* **Page**:

= = = = = = =

L’art a toujours entretenu une relation plus ou moins serrée avec la science et la technique. Avec leur considérable essor au xixe et au xxe siècle, les peintres avaient trouvé dans les théories qui s’épanouissaient avec elles (théorie de l’évolution, théorie des couleurs, zoologie, géométries non euclidiennes, théorie de l’information, relativité, psychanalyse, sociologie…) des sources d’inspiration originales, des visions du monde audacieuses pour stimuler leur imagination plutôt que des moyens concrets pour les aider à matérialiser leurs œuvres.
Avec le numérique, on assiste à un changement de paradigme. La science pénètre au cœur de l’art sans en avoir l’air, à la manière d’un séduisant cheval de Troie, véhiculée par la technique. Elle continue de lui fournir un imaginaire et des visions du monde encore plus extraordinaires, mais elle lui offre en même temps des moyens totalement inédits et d’une extrême efficacité : les ordinateurs. Les artistes manipulent désormais des technologies capables de simuler, grâce à des algorithmes subtils, d’innombrables phénomènes naturels, en particulier ceux qui sont propres à l’esprit. Les machines acquièrent des organes perceptifs et des « actionneurs » pour agir sur le monde, des formes de pensée, de l’autonomie, tout un éventail de compétences cognitives.
Des scientifiques et des philosophes de grand renom vont jusqu’à déclarer qu’elles auront un jour une conscience. David Chalmers, un philosophe qui travaille sur le problème de la conscience, est persuadé qu’existeront un jour des créatures artificielles plus intelligentes et plus capables que les humains. Ces machines ne sont plus des assemblages de matériaux inertes, mais des sortes d’organismes non carbonés quasi vivants. Par ailleurs, le programme ambitieux du développement de l’intelligence artificielle (IA) ne s’est pas limité à vouloir simuler au plus près les compétences cognitives de l’espèce humaine, il vise également à externaliser ces compétences dans des êtres artificiels, afin de les faire vivre en société et accepter par la société. C’est l’autre aspect de la révolution numérique.

= = = = = = =

* **Entrées présentées**:

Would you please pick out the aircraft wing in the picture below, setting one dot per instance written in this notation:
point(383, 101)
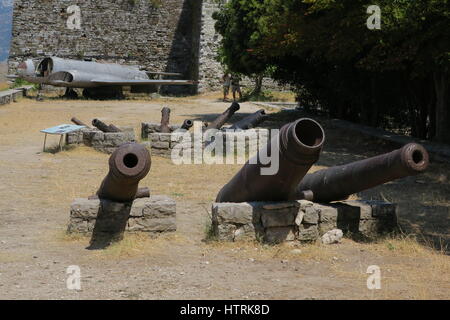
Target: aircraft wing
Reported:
point(142, 82)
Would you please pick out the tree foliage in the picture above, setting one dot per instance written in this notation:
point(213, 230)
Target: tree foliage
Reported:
point(396, 76)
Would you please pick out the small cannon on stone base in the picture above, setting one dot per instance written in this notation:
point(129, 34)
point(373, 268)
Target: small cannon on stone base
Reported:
point(251, 121)
point(128, 165)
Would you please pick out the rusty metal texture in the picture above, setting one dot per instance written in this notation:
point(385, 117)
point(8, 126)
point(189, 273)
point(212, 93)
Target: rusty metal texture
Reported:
point(141, 193)
point(79, 122)
point(128, 165)
point(224, 117)
point(165, 119)
point(187, 124)
point(338, 183)
point(251, 121)
point(300, 144)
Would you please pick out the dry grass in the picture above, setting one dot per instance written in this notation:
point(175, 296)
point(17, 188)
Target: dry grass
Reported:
point(4, 86)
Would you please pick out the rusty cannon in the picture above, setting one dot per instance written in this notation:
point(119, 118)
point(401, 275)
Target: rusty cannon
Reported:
point(338, 183)
point(298, 147)
point(251, 121)
point(165, 120)
point(224, 117)
point(128, 165)
point(100, 125)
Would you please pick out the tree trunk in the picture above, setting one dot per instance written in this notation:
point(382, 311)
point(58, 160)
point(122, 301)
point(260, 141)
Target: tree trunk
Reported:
point(258, 85)
point(441, 85)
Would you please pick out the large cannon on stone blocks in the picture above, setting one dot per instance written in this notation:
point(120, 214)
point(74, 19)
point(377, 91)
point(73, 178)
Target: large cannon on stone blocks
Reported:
point(224, 117)
point(338, 183)
point(298, 146)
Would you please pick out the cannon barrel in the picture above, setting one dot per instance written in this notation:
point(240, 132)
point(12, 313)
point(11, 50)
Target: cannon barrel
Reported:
point(187, 124)
point(251, 121)
point(78, 122)
point(100, 125)
point(165, 119)
point(128, 165)
point(300, 144)
point(338, 183)
point(224, 117)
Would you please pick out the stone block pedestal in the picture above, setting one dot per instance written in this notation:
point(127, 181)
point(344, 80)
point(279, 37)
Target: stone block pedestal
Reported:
point(154, 215)
point(305, 221)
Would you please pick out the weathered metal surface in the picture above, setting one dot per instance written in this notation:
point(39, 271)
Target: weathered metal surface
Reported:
point(100, 125)
point(69, 73)
point(187, 124)
point(141, 193)
point(78, 122)
point(224, 117)
point(338, 183)
point(251, 121)
point(165, 120)
point(300, 144)
point(129, 164)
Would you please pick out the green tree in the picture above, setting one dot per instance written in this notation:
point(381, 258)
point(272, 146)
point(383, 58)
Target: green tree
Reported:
point(396, 76)
point(237, 23)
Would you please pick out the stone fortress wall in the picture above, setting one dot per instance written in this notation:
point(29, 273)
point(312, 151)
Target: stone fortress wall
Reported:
point(161, 35)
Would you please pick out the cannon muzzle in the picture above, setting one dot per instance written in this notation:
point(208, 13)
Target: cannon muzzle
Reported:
point(224, 117)
point(128, 165)
point(187, 124)
point(300, 144)
point(100, 125)
point(338, 183)
point(251, 121)
point(165, 119)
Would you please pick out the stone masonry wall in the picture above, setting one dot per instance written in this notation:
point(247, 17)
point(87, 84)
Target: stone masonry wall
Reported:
point(172, 36)
point(301, 220)
point(160, 35)
point(153, 215)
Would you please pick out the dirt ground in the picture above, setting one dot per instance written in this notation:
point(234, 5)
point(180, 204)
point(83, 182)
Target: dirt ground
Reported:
point(36, 190)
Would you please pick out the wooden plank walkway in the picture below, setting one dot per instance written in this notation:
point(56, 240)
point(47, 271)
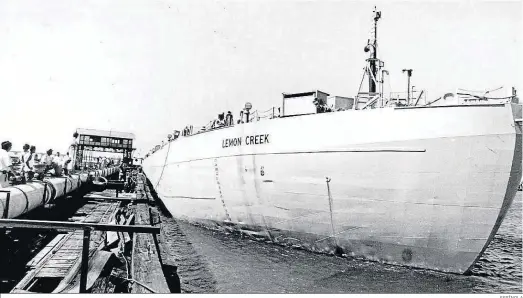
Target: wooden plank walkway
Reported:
point(146, 266)
point(58, 258)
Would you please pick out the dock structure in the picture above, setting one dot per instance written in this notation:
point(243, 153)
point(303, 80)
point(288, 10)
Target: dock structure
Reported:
point(18, 200)
point(147, 263)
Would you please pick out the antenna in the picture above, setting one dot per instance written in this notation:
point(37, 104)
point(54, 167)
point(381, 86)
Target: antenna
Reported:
point(409, 74)
point(373, 48)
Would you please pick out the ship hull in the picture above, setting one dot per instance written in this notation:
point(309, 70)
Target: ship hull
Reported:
point(423, 187)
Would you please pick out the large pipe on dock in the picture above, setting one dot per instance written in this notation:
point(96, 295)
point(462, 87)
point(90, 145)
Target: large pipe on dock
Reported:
point(26, 197)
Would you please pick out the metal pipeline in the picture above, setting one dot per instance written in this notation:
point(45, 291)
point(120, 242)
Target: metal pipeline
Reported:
point(26, 197)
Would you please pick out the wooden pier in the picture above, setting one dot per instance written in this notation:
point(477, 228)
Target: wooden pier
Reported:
point(93, 254)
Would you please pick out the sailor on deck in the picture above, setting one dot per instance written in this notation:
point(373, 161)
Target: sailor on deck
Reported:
point(6, 165)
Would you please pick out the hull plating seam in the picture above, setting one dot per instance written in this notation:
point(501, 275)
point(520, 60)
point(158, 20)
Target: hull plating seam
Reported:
point(304, 152)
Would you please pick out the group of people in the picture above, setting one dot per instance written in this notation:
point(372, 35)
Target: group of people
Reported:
point(31, 164)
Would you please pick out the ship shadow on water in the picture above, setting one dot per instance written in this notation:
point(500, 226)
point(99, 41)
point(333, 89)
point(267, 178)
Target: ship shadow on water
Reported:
point(247, 262)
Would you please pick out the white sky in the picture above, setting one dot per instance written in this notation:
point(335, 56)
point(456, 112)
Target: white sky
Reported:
point(150, 67)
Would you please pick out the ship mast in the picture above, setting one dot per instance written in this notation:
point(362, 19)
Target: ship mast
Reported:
point(373, 60)
point(373, 97)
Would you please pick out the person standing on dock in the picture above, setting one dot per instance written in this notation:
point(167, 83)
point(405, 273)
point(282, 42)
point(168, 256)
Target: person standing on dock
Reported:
point(58, 164)
point(6, 166)
point(68, 165)
point(29, 164)
point(23, 160)
point(72, 150)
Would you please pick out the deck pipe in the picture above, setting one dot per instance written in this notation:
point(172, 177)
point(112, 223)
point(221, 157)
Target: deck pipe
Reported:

= = = = = = =

* **Tâches à réaliser**:
[1] Selon le texte sur l'art et la science, quel philosophe est persuadé qu'existeront un jour des créatures artificielles plus intelligentes et plus capables que les humains ?
[2] Reproduisez fidèlement le passage du texte sur l'art et la science qui va de « L’art a toujours » à « matérialiser leurs œuvres. ».

* **Réponses aux tâches**:
[1] David Chalmers.

[2]
L’art a toujours entretenu une relation plus ou moins serrée avec la science et la technique. Avec leur considérable essor au xixe et au xxe siècle, les peintres avaient trouvé dans les théories qui s’épanouissaient avec elles (théorie de l’évolution, théorie des couleurs, zoologie, géométries non euclidiennes, théorie de l’information, relativité, psychanalyse, sociologie…) des sources d’inspiration originales, des visions du monde audacieuses pour stimuler leur imagination plutôt que des moyens concrets pour les aider à matérialiser leurs œuvres.